TASK STATEMENT ::
Express the lines from the one containing "group of children" through the one containing "[[70, 347, 1065, 633]]", inclusive, as a two-column CSV with the header instruction,boxes. Make one row for each pair of lines, and put each line in its own quoted field with any line breaks changed to spaces.

<<<<

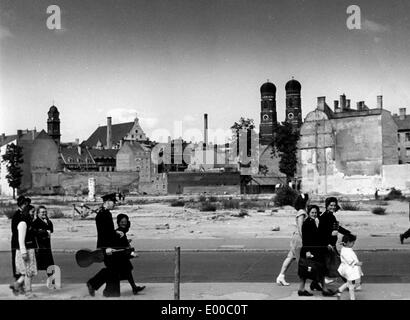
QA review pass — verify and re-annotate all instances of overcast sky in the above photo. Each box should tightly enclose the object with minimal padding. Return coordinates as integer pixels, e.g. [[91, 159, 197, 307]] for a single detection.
[[0, 0, 410, 141]]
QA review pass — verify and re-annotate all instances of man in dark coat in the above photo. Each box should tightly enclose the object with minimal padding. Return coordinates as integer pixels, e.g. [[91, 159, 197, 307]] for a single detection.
[[319, 197, 350, 249], [87, 193, 122, 297], [11, 196, 31, 280]]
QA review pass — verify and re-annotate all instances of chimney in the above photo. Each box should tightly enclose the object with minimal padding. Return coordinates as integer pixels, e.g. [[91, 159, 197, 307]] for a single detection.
[[399, 108, 406, 120], [377, 96, 383, 109], [204, 113, 208, 145], [339, 94, 346, 110], [107, 117, 112, 149], [317, 97, 326, 111]]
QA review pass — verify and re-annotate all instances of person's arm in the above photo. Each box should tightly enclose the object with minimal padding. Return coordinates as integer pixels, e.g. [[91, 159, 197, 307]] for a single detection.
[[296, 214, 305, 237], [17, 221, 27, 254], [48, 219, 54, 233], [337, 225, 351, 235]]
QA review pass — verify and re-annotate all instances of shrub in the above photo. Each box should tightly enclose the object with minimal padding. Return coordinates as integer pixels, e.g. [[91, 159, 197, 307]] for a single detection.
[[384, 188, 404, 200], [240, 200, 266, 209], [209, 196, 218, 202], [199, 201, 216, 211], [275, 186, 298, 206], [340, 201, 360, 211], [372, 207, 386, 215], [1, 209, 16, 219], [222, 199, 239, 209], [49, 208, 65, 219], [171, 200, 185, 207]]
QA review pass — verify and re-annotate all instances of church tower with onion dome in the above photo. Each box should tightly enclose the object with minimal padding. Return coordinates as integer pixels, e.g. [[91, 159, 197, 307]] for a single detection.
[[47, 105, 61, 145], [259, 80, 277, 145], [285, 78, 302, 130]]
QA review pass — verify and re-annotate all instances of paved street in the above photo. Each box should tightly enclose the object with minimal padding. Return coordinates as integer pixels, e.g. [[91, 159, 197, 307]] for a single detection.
[[0, 250, 410, 284]]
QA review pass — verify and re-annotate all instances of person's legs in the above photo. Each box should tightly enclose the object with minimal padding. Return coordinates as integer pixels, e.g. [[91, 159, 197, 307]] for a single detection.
[[276, 250, 296, 286], [87, 268, 108, 290], [347, 281, 356, 300]]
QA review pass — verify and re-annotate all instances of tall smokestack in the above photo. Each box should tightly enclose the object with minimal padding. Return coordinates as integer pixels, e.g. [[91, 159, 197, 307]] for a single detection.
[[399, 108, 406, 120], [317, 97, 326, 111], [204, 113, 208, 145], [377, 96, 383, 109], [339, 94, 346, 110], [107, 117, 112, 149], [333, 100, 339, 112]]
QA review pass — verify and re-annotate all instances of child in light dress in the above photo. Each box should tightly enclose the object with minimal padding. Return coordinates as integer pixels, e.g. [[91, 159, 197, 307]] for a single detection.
[[337, 234, 363, 300]]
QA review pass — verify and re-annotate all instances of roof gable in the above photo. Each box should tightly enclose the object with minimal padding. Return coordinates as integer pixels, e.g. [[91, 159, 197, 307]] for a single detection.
[[84, 122, 134, 147]]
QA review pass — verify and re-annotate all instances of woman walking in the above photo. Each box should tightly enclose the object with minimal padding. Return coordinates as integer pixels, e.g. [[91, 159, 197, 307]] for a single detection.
[[276, 193, 309, 286], [32, 206, 54, 277], [10, 205, 37, 298]]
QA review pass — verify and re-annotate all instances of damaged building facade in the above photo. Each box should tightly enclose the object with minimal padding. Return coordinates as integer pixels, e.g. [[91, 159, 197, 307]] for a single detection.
[[298, 95, 410, 194]]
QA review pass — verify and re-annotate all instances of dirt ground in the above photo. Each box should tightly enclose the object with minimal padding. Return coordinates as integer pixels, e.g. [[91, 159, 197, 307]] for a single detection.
[[0, 194, 410, 243]]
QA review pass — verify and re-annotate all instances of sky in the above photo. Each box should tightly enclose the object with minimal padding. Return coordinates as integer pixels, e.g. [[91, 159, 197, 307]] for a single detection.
[[0, 0, 410, 142]]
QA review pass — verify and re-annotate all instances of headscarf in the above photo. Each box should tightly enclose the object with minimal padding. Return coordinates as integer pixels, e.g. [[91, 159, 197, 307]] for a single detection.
[[117, 213, 131, 233], [325, 197, 341, 212]]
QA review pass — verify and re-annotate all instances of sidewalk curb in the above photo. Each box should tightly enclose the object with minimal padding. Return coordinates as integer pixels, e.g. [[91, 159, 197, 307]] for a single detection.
[[46, 248, 410, 253]]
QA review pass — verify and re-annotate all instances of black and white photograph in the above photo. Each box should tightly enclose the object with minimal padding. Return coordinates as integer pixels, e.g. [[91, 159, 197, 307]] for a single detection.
[[0, 0, 410, 306]]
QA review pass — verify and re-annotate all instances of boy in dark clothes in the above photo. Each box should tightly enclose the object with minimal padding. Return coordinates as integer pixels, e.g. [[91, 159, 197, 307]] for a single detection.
[[113, 213, 145, 294]]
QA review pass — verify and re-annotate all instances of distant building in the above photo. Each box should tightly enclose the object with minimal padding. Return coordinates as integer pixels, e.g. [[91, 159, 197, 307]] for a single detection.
[[393, 108, 410, 164], [82, 117, 148, 149], [298, 95, 398, 194], [116, 141, 154, 182]]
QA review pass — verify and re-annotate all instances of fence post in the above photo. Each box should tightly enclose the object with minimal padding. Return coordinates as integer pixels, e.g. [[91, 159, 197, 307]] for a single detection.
[[174, 247, 181, 300]]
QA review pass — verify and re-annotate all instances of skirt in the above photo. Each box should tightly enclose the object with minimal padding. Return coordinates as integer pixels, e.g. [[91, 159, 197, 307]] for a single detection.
[[16, 249, 37, 277], [288, 231, 303, 262]]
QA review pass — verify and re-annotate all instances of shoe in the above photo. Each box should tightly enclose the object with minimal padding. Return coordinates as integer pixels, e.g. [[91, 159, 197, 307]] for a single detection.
[[103, 291, 121, 298], [132, 286, 145, 294], [9, 281, 25, 296], [276, 274, 290, 286], [87, 282, 95, 297], [25, 291, 37, 299], [322, 289, 338, 297], [298, 290, 313, 297], [310, 281, 323, 291]]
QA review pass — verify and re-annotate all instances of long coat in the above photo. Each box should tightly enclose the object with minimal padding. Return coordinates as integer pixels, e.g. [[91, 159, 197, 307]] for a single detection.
[[300, 217, 326, 263], [113, 229, 133, 280], [31, 218, 54, 270], [95, 208, 115, 248], [319, 210, 350, 247]]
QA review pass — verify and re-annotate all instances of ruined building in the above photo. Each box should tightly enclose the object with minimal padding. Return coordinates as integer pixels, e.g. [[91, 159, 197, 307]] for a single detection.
[[298, 95, 410, 194]]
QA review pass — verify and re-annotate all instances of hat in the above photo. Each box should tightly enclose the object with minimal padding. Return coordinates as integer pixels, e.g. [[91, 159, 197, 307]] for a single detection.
[[101, 193, 117, 203], [17, 196, 27, 207], [325, 197, 341, 211]]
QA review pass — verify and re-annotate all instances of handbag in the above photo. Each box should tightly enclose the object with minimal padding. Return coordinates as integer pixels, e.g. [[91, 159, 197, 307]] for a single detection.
[[325, 248, 341, 278], [298, 257, 324, 282]]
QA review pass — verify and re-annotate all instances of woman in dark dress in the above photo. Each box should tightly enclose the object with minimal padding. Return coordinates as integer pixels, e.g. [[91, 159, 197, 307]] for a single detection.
[[298, 205, 334, 296], [113, 213, 145, 294], [32, 206, 54, 276]]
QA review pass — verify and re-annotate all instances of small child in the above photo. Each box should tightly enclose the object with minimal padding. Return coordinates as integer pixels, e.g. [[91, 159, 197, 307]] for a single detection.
[[113, 213, 145, 294], [337, 234, 363, 300]]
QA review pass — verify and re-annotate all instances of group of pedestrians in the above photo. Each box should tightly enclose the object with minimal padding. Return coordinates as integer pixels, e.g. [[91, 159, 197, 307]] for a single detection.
[[276, 193, 363, 300], [10, 196, 54, 297], [87, 193, 145, 297]]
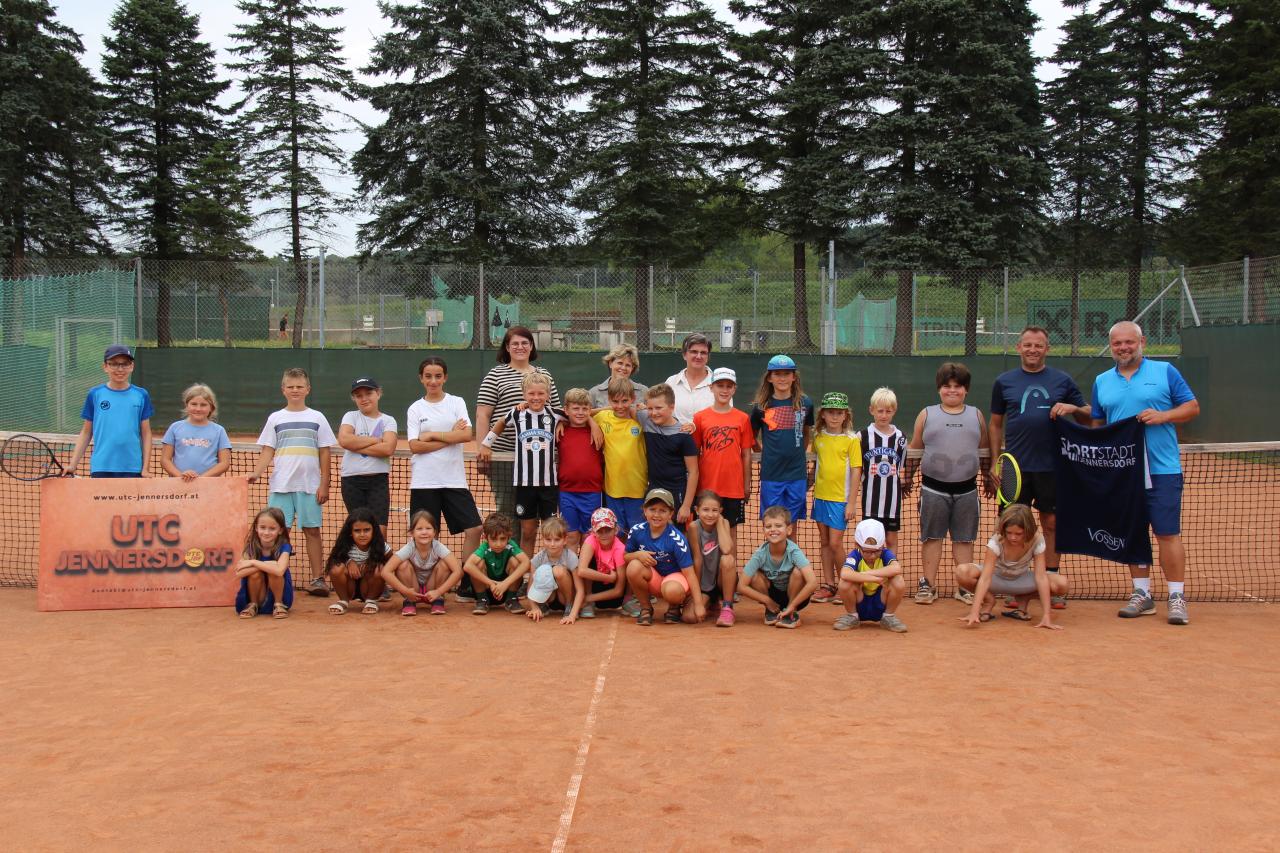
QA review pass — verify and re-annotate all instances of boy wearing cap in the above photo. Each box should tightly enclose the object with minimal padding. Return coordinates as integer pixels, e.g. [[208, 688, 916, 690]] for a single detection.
[[832, 519, 906, 634], [67, 343, 155, 478], [694, 368, 754, 528], [338, 377, 398, 539], [248, 368, 338, 596], [626, 489, 707, 625]]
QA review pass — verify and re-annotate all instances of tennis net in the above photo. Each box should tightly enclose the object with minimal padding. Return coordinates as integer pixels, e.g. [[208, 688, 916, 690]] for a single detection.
[[0, 433, 1280, 602]]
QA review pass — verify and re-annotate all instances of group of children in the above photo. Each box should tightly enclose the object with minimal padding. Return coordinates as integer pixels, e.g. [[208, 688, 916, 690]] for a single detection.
[[70, 347, 1065, 633]]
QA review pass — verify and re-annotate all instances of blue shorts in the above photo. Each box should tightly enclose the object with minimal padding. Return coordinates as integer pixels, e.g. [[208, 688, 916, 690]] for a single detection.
[[858, 585, 884, 622], [236, 569, 293, 616], [1147, 474, 1183, 537], [604, 494, 644, 538], [760, 480, 809, 521], [561, 489, 600, 533], [266, 492, 324, 530], [813, 498, 849, 530]]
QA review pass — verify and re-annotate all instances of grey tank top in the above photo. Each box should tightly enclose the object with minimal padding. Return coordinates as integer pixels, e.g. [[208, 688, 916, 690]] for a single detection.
[[920, 406, 982, 483]]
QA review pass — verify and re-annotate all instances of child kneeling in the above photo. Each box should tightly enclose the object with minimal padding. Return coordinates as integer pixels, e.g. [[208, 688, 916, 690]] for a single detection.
[[832, 519, 906, 634]]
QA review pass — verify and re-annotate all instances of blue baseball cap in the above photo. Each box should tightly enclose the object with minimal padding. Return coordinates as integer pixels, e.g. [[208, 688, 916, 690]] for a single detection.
[[765, 352, 796, 370]]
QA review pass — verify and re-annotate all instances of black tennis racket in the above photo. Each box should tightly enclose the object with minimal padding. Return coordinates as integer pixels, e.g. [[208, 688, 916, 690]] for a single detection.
[[0, 433, 67, 483]]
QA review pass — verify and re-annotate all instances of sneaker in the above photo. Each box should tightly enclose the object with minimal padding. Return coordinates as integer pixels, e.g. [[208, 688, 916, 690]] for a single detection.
[[915, 578, 938, 605], [831, 613, 861, 631], [881, 613, 906, 634], [1119, 588, 1156, 619]]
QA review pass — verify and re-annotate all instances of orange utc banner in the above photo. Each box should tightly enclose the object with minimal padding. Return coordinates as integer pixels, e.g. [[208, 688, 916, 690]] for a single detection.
[[36, 476, 248, 610]]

>>>>

COMPLETED TASK ::
instruction,boxes
"QA review pass — verify and re-annotate all instances of group of children in the above photo. Each box should tightly enclose the object with minimal padding. Return coordinates as integer pixels, e.g. [[208, 688, 916, 690]] for a single detection.","[[70, 347, 1065, 633]]"